Assignment ▸ Set down every entry exactly as given. Pictures are to be left out.

Image point grounding data
=======

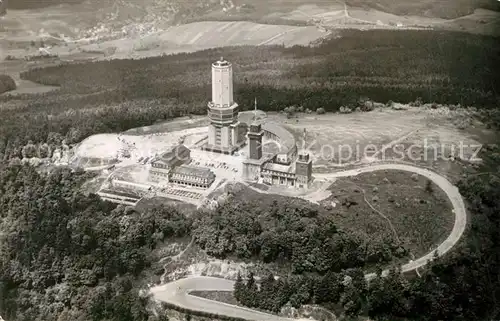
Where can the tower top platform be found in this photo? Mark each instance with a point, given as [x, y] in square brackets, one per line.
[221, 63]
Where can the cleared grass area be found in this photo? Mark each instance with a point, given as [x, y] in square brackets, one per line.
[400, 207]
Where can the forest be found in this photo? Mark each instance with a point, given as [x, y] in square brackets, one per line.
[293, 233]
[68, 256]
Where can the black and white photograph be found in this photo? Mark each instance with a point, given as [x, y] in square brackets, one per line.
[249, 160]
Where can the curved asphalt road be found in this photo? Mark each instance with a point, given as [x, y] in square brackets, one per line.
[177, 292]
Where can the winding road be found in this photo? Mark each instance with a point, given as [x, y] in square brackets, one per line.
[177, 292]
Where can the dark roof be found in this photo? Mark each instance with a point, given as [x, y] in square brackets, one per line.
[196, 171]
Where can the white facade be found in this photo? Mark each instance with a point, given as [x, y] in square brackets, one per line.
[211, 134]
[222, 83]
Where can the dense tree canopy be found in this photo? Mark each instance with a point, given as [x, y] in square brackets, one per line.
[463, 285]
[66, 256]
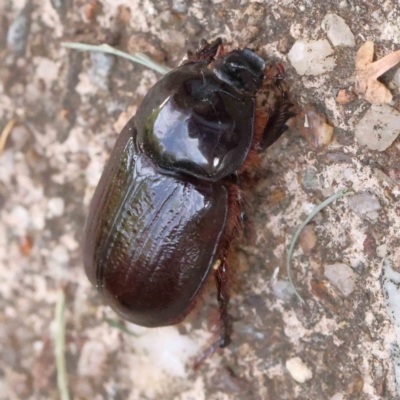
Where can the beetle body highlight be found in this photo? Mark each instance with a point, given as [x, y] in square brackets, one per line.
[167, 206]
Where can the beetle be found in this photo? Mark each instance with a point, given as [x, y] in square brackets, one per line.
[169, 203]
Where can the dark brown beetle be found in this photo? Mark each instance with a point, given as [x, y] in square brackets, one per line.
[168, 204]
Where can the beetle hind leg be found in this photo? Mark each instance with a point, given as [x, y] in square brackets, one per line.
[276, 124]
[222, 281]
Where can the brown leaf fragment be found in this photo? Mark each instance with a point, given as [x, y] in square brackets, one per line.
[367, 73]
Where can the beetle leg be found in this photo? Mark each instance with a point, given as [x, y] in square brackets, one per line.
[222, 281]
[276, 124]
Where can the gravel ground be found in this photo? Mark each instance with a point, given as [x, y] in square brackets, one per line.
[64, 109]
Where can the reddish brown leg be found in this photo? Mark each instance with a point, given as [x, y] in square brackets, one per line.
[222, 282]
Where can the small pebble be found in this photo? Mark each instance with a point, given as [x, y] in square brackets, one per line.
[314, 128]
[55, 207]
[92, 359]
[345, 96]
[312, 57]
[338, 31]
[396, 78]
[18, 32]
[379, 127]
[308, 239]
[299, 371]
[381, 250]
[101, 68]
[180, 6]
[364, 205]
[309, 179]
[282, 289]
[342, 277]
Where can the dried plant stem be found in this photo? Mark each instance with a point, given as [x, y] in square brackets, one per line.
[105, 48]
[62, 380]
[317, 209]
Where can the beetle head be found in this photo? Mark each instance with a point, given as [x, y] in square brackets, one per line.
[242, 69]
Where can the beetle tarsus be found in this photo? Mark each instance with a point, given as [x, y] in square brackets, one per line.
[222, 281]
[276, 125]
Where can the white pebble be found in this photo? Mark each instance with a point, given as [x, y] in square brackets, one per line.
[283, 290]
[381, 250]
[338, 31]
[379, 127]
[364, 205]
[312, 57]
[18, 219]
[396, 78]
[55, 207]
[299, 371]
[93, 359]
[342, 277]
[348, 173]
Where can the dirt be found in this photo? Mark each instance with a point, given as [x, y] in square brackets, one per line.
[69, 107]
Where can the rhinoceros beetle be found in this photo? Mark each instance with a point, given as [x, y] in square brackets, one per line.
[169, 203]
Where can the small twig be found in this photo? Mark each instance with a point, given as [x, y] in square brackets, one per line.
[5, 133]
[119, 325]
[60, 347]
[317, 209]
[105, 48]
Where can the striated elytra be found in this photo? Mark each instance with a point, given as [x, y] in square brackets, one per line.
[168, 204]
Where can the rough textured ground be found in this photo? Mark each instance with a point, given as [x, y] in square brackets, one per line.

=======

Written answer ▸
Where can the tower top platform be found in this photo? Mark each instance with a point, given as [x, y] in square brackets, one per line.
[221, 63]
Where can the cleared grass area be found in this photo? Mark each instance with a point, given as [x, y] in square brackets, one per line.
[400, 207]
Where can the forest be found in this photo? Mark each instance with a point, given as [x, y] in square brackets, one per line.
[293, 233]
[68, 256]
Where can the black and white photograph be found in this photo? Mark each instance with a point, given as [x, y] in square brackets, one per line.
[249, 160]
Where can the curved asphalt road be found in this photo? Mark each instance with a point, given as [x, y] in square brackets, one per line.
[177, 292]
Where can the winding road be found in this photo? Mark each instance with a point, given as [x, y] in square brackets, one per line.
[177, 292]
Where can the dark roof be found in this photo? Mark each instance with a point, given as [x, y] in square brackets, one per line.
[196, 171]
Where can the white facade be found in this photo? Mark each instance with a point, given as [x, y] in square brackets, one per line.
[211, 134]
[222, 83]
Where can the dense tree canopy be found in this photo? Mark each instance with a point, given as [x, y] in square brackets, one per line.
[463, 285]
[66, 256]
Where can the beetle body highlight be found in this photo? Mark each instance with a point, given as [x, y] in square brackets, one per line.
[167, 206]
Where can the beetle be found in this photo? Mark each instance with a point, given as [x, y] in square brackets, one per line.
[169, 203]
Where can the dark brown beetle be found in this photo? Mark each instance with a point, given as [x, y] in square brackets, one per line.
[168, 204]
Where can the beetle hind leg be found in this photo? Mark each instance with a point, given as [x, y] in square brackets, one per line.
[276, 124]
[222, 281]
Where can the brown leaf fragment be found in this photo? Mark each instance with a point, given as [x, y] in square brackets, one per line.
[367, 73]
Where can the beetle leg be found in this photo? Mark each instance with a point, given as [x, y] in square brackets, one per line.
[222, 281]
[276, 124]
Where can the gravel ground be found in this photo? Mark each instance with a point, given as [x, y] in square brackets, one per line.
[64, 109]
Where can the reddish brown leg be found in this photo? Mark each instance with a point, given as [x, y] in square brackets, one per line.
[222, 282]
Where can the small pebble be found in this photo? Mark each instance with a point, given as [x, y] in square brackets, one per line.
[314, 128]
[55, 207]
[92, 359]
[345, 96]
[312, 57]
[338, 31]
[396, 78]
[18, 32]
[379, 127]
[308, 239]
[299, 371]
[381, 250]
[101, 68]
[180, 6]
[364, 205]
[309, 179]
[282, 289]
[342, 277]
Where can the dried plant stem be found in this photo? Mark each instance with a point, given as [x, y] in square brackets, one per line.
[105, 48]
[62, 380]
[317, 209]
Where can the beetle head be found in this photo? Mark each instance with a point, given as [x, y] in square brackets, one per line.
[242, 69]
Where can the beetle tarsus be found in this photo? Mark each instance with a point, given as [x, y] in square brackets, one per line.
[222, 281]
[276, 125]
Where can the white pebble be found in this photo? Mark each instance with a point, given as [x, y] in square brackets, one per line.
[283, 290]
[381, 250]
[338, 31]
[379, 127]
[364, 205]
[312, 57]
[18, 219]
[396, 78]
[55, 207]
[299, 371]
[93, 359]
[342, 277]
[348, 173]
Where can the dirt be found in this photo? Mark each instance with a point, given as [x, y] in square brackets, one per line.
[69, 107]
Where can the rhinoceros beetle be found in this photo? Mark each instance with a point, given as [x, y] in square brackets, one per line.
[169, 203]
Where can the small twig be found in this photo? Mark each instance with a point, given as [x, y] in square brackets, one per line.
[5, 133]
[119, 325]
[60, 347]
[317, 209]
[105, 48]
Where can the striated elytra be found in this photo? Mark each instance with a point, given as [x, y] in square brackets, one per line.
[168, 204]
Where can the rough textured ground be found in this photo? Mark each instance with a point, given as [x, y] in square brackets, one per line.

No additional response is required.